» Problem statement: Report every line in the data below that contains the word "blue".

************

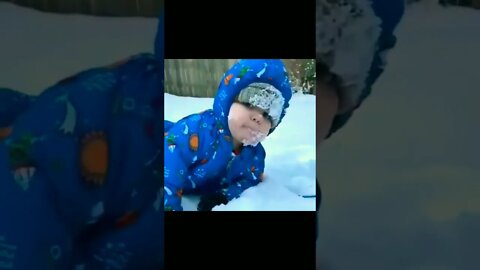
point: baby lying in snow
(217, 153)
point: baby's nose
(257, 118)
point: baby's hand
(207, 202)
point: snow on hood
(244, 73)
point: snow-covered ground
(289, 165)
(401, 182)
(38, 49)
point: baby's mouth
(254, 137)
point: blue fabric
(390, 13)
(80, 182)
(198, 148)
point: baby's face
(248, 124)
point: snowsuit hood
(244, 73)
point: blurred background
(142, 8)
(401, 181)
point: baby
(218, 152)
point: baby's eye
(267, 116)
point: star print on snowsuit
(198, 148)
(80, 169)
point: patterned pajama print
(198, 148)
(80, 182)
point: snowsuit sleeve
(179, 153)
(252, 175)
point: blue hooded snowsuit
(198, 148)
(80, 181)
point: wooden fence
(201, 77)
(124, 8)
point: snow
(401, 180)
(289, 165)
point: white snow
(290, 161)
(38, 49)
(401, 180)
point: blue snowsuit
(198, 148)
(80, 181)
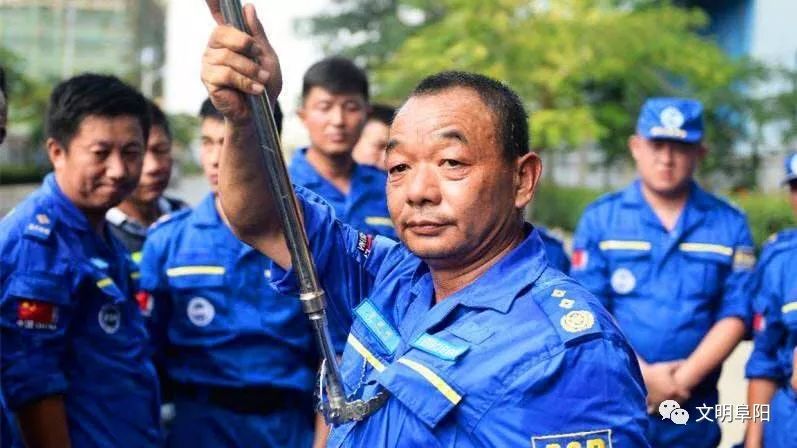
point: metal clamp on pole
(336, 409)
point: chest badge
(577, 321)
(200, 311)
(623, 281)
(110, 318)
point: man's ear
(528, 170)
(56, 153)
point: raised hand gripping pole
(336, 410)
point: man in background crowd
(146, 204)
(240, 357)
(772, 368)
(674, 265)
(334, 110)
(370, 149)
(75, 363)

************

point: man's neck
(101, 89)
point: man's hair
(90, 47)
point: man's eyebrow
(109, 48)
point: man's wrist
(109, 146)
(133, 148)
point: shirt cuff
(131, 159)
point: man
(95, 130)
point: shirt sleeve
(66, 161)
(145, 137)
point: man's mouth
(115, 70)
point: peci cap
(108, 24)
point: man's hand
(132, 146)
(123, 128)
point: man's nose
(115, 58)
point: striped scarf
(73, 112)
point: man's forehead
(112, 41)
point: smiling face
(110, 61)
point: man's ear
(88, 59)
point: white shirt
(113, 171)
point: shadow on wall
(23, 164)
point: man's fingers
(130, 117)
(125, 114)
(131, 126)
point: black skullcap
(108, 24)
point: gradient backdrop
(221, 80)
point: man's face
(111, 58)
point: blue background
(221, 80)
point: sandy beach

************

» The answer:
point: blue fabric
point: blue hooded snowsuit
point: blue snowsuit
point: blue background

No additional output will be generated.